------ Record excerpts
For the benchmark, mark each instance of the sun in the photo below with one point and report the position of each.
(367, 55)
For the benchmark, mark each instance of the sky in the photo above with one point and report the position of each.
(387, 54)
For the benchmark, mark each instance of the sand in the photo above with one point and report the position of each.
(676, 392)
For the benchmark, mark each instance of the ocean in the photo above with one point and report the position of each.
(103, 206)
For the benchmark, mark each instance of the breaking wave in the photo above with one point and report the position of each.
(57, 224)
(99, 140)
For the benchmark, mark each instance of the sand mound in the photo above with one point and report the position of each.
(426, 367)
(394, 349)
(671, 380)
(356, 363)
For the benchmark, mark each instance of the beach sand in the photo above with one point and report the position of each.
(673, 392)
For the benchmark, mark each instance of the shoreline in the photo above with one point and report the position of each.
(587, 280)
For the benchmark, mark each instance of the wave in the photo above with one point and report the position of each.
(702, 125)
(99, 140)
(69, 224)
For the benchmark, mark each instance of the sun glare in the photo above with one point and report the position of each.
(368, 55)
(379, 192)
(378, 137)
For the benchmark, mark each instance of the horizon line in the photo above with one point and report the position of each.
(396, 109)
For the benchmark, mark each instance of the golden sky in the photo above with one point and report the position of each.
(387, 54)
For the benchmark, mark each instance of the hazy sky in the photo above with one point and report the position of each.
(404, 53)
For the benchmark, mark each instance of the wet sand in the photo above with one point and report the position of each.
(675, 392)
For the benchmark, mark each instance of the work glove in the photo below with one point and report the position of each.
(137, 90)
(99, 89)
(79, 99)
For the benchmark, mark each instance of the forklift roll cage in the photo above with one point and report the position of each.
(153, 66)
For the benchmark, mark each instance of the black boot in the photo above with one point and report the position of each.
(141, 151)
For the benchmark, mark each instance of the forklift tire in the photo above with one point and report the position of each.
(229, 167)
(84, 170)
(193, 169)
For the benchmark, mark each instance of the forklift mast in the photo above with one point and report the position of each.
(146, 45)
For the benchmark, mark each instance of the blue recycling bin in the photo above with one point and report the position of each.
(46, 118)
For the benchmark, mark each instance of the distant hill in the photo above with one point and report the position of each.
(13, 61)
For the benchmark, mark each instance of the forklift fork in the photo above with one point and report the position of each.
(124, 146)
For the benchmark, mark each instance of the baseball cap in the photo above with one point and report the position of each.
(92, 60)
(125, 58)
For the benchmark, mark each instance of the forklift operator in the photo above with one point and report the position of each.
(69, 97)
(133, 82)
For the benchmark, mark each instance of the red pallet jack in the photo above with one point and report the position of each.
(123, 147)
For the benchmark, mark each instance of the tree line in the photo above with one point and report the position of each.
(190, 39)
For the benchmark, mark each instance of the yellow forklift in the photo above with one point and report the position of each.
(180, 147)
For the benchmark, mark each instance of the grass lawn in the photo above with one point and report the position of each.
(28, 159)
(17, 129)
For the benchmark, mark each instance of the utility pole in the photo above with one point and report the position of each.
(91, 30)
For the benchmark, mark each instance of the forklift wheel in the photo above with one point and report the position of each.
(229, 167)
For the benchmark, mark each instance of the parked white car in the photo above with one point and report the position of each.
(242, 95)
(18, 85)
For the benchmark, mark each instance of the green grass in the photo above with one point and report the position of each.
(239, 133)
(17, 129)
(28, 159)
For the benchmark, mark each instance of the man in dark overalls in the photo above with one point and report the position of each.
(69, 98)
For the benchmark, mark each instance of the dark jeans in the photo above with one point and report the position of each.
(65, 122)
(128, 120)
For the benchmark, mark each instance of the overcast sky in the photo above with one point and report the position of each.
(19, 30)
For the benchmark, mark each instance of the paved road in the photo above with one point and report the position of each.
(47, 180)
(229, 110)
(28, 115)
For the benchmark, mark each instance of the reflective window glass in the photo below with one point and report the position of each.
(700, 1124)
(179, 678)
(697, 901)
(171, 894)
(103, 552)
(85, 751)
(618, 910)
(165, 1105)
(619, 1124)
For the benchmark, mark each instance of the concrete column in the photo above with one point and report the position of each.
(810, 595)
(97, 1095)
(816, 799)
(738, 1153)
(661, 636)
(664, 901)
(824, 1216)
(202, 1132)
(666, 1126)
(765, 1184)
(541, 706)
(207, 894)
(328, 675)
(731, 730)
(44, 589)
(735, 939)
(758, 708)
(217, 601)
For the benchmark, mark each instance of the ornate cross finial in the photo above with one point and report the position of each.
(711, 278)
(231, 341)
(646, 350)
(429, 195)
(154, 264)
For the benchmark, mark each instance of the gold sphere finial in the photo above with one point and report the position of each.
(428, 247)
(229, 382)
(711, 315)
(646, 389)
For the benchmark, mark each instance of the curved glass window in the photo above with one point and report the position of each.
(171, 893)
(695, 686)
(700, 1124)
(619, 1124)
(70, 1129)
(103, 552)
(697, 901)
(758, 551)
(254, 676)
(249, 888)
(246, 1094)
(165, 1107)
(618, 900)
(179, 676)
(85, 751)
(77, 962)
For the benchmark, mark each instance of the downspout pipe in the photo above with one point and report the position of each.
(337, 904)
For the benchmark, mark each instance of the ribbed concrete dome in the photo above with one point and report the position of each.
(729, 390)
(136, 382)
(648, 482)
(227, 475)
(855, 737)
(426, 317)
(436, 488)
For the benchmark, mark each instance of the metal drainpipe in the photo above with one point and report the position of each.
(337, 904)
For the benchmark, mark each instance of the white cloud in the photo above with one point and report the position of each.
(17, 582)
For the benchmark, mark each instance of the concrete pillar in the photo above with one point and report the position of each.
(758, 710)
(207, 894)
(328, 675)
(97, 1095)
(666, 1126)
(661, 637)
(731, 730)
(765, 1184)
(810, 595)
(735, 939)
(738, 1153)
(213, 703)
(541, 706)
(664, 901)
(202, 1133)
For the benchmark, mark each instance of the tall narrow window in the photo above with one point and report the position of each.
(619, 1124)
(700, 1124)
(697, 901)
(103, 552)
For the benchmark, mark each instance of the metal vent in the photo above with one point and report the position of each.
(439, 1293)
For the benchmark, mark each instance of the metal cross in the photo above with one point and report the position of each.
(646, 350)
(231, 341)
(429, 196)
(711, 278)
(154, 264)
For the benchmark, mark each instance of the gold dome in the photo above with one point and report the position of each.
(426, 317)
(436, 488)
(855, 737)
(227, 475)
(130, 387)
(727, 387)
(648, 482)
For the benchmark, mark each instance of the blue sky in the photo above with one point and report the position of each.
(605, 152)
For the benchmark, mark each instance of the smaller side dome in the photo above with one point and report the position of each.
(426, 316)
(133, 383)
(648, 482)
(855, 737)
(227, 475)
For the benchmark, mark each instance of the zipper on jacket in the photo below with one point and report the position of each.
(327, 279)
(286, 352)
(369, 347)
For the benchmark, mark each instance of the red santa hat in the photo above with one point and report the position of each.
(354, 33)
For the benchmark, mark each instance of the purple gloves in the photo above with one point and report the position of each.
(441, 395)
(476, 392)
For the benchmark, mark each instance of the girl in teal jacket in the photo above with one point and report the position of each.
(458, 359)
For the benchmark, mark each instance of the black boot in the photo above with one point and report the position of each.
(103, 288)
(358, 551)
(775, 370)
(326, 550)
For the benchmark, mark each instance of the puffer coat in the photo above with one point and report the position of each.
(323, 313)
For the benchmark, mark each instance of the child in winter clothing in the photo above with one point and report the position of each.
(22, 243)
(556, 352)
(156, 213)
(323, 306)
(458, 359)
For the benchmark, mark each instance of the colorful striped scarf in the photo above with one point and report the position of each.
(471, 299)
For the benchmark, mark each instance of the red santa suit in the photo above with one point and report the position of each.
------------
### Exercise task
Copy, character for character, the lines from the line that holds "For the benchmark, mark each instance of the purple" through the final line of the records above.

### Full output
For the benchmark, mark each instance of the purple gloves in the photo above with one point and report the position of each.
(441, 395)
(476, 392)
For the benchmark, mark each instance of the girl in teal jacket in the photo above with one point and report the position of each.
(458, 359)
For the benchmark, mark each instance of the black boot in the photo above with one point and report the position of each.
(103, 288)
(358, 551)
(775, 370)
(326, 550)
For the benchmark, mark each instance of the puffer coat in the photo above with one point and report the position of each.
(323, 313)
For the benchmark, mark each instance of the child in winter clothing in the photo above with one point and report the position of each.
(22, 243)
(556, 352)
(156, 213)
(323, 306)
(458, 359)
For the benchmark, mark each instance of the colorful striped scarf in the photo above with one point and report the position of each.
(471, 299)
For the benchmark, mark each instance of the red santa suit in the photo above with one point and report the position of each.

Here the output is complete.